--- Begin Data to use ---

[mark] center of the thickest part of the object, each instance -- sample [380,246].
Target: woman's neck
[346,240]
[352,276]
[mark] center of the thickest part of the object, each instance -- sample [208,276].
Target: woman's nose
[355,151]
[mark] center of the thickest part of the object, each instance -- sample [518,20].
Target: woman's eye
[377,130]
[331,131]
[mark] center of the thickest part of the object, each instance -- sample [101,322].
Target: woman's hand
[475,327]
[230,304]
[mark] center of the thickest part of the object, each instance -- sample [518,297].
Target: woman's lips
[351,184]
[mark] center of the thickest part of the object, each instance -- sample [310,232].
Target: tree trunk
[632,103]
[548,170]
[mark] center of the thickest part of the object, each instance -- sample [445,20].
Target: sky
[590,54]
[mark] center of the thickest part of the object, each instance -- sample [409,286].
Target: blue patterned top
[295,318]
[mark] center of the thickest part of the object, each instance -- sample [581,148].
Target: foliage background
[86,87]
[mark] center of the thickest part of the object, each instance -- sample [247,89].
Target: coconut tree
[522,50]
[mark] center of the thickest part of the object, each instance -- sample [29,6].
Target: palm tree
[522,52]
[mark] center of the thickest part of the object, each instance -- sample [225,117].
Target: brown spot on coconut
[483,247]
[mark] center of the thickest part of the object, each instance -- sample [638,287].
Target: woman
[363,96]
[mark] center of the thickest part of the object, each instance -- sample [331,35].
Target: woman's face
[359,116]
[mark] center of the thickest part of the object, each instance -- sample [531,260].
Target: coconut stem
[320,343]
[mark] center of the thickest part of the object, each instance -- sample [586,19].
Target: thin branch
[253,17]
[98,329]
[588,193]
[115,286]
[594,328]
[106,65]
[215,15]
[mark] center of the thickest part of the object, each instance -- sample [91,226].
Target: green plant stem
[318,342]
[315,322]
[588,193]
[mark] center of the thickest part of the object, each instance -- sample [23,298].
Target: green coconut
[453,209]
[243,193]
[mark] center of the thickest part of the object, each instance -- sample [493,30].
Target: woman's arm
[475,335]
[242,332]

--- End Data to use ---
--- Begin Data to use ---

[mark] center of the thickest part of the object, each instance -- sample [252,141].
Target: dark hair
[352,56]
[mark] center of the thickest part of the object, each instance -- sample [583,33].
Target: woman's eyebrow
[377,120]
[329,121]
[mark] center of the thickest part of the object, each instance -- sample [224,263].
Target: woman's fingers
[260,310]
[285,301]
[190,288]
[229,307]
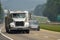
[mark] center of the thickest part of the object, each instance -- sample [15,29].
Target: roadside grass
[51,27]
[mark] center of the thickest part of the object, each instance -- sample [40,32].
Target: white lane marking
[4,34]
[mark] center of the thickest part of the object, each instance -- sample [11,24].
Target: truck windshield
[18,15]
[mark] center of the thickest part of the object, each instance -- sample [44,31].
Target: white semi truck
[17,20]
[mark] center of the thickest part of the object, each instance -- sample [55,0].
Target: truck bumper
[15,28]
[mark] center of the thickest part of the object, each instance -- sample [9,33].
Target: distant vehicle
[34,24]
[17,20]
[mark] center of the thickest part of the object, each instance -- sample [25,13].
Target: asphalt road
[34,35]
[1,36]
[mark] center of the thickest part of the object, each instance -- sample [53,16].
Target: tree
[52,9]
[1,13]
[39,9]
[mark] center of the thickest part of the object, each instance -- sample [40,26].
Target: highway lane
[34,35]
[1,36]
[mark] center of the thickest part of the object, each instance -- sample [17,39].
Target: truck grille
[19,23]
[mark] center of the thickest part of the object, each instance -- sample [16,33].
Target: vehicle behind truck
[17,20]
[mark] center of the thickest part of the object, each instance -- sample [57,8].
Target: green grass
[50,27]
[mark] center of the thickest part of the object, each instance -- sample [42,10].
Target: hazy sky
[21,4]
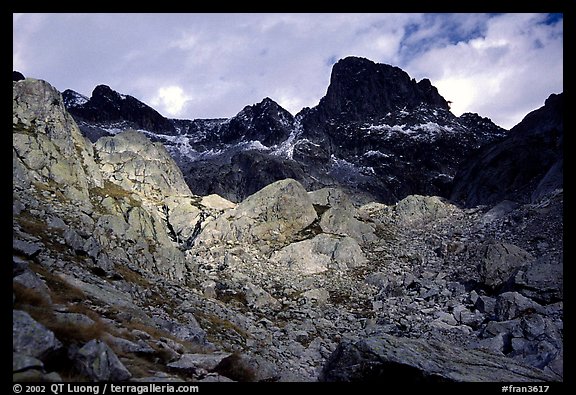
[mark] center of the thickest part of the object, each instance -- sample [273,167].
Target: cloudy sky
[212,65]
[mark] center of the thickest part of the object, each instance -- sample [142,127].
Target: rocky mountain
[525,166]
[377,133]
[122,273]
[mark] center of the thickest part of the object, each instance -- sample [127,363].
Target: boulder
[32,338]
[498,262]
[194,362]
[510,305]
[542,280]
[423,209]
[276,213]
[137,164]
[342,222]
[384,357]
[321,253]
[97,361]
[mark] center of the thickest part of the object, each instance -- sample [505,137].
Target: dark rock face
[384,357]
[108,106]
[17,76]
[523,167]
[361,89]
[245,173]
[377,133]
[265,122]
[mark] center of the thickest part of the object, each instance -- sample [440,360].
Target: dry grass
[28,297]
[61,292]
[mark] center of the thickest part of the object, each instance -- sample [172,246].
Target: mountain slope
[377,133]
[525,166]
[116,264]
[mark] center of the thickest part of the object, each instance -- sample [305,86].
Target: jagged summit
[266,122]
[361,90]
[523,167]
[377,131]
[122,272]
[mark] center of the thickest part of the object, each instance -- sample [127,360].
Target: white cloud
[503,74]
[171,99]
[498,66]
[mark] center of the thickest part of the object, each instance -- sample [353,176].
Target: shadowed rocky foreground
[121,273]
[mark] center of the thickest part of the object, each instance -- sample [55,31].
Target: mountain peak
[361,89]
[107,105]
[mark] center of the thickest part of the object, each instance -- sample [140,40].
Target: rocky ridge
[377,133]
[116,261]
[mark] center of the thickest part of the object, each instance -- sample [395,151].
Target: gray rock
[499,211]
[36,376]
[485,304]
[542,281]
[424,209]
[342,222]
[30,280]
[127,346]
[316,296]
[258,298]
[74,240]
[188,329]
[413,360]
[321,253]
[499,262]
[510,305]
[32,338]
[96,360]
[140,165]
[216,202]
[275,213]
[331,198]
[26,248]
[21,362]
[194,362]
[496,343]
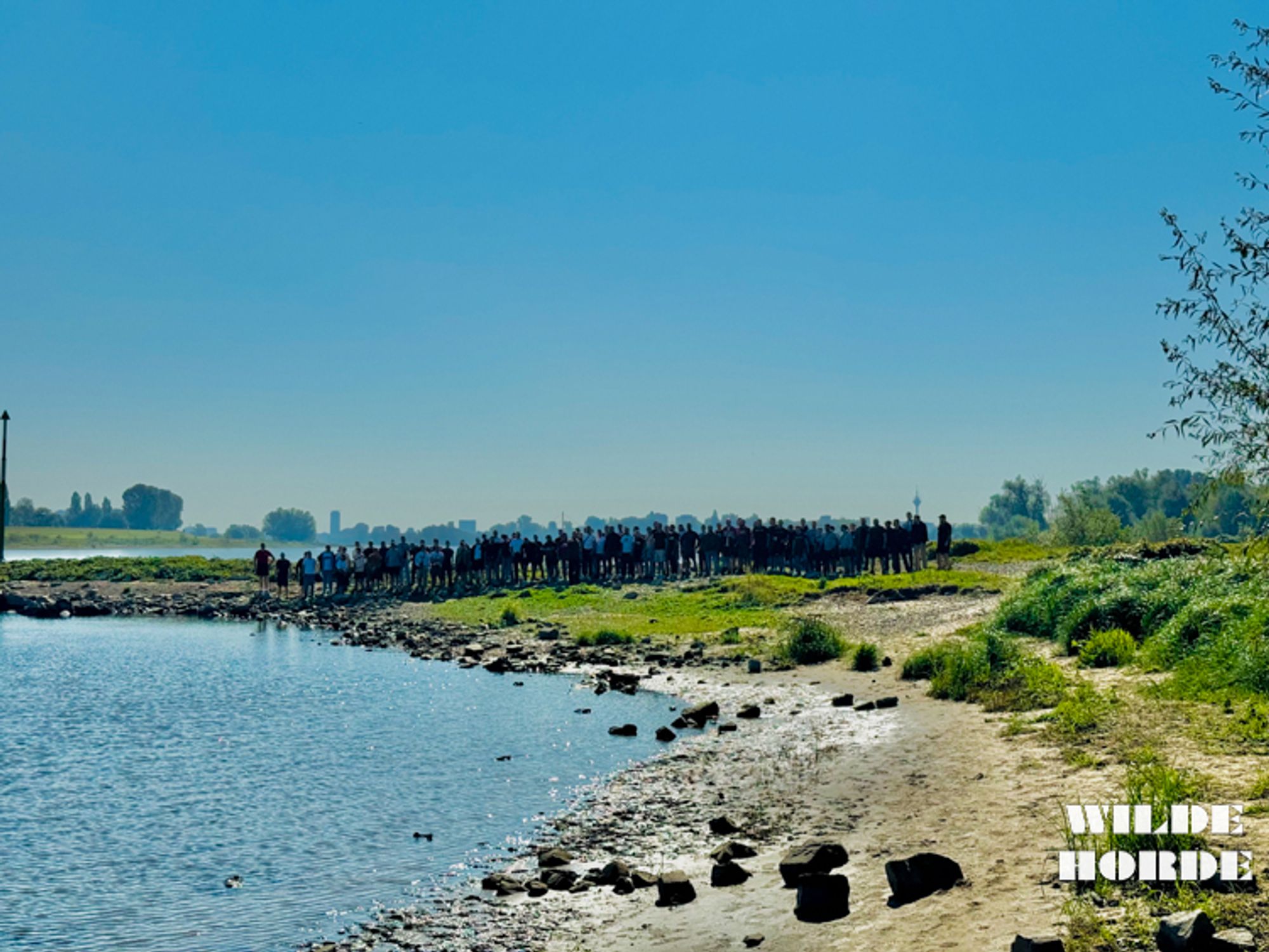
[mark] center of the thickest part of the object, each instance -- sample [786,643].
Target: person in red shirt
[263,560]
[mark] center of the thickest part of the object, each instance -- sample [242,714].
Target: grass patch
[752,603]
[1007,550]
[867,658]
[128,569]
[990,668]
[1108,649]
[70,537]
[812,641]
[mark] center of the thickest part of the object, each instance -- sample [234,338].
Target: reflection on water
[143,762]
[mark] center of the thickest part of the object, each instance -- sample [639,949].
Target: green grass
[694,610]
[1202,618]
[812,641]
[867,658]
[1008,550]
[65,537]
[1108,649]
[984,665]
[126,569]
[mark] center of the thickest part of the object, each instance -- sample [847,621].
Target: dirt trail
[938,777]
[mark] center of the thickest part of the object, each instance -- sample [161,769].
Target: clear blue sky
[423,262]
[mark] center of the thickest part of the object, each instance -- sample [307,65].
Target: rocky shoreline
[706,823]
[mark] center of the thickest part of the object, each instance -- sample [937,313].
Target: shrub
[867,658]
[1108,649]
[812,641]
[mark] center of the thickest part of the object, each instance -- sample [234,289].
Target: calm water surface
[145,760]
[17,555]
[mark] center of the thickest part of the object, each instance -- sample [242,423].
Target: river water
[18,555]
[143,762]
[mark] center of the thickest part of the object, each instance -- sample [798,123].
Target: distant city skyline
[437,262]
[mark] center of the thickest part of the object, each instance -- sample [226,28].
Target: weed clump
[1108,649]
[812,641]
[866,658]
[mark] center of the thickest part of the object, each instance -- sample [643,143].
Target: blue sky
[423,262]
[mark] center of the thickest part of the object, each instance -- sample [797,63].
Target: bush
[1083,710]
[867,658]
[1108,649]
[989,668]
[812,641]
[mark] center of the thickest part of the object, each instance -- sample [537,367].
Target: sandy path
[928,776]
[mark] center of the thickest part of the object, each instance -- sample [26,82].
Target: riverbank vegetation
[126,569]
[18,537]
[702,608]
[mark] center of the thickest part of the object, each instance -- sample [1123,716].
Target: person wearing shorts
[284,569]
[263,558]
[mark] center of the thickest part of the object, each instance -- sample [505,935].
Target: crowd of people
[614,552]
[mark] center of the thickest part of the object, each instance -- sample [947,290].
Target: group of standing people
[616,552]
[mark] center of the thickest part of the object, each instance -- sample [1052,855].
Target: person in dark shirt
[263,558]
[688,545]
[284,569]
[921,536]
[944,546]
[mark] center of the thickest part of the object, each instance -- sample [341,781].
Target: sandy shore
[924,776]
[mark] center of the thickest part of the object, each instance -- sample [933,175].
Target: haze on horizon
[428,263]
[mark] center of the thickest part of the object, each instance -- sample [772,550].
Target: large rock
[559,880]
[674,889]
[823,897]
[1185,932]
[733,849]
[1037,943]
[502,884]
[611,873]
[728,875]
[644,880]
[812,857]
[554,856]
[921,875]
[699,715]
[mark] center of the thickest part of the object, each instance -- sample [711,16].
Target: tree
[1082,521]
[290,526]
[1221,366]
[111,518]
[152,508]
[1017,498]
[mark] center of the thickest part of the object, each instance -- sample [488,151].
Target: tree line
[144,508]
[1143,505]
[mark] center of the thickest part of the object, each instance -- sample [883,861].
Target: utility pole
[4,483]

--- End Data to use ---

Task to complete. Gather every line of the records that contains the string "dark", matching case exactly.

The reply.
Target: dark hair
Target: dark rock face
Target: person in dark shirt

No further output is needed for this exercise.